> [Direction]: Put every line of the records into a Markdown table with the columns Row and Line, skipping blank lines. Number the rows in order under Row and place each line's text under Line.

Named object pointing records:

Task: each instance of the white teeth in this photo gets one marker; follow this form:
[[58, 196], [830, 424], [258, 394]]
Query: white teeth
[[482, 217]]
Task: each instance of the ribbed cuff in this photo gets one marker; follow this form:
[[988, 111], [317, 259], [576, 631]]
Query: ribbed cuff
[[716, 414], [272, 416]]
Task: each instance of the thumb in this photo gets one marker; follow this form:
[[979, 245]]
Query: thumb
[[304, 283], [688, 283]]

> [Solution to this task]:
| Row | Line |
|---|---|
| 1 | Task: each instance of the white teeth in this photo gets one marker; follow this form: |
| 2 | [[58, 196], [830, 424], [258, 394]] |
| 3 | Query: white teeth |
| 4 | [[482, 217]] |
| 5 | Task: each instance of the ribbed cuff in this photo gets one marker; follow this form: |
| 6 | [[988, 111], [317, 259], [576, 631]] |
| 7 | Query: ribbed cuff |
| 8 | [[716, 414], [272, 416]] |
| 9 | Task: each instance of the thumb in this photo gets one marker; follow this form: |
| 10 | [[979, 245]] |
| 11 | Query: thumb |
| 12 | [[304, 283], [688, 283]] |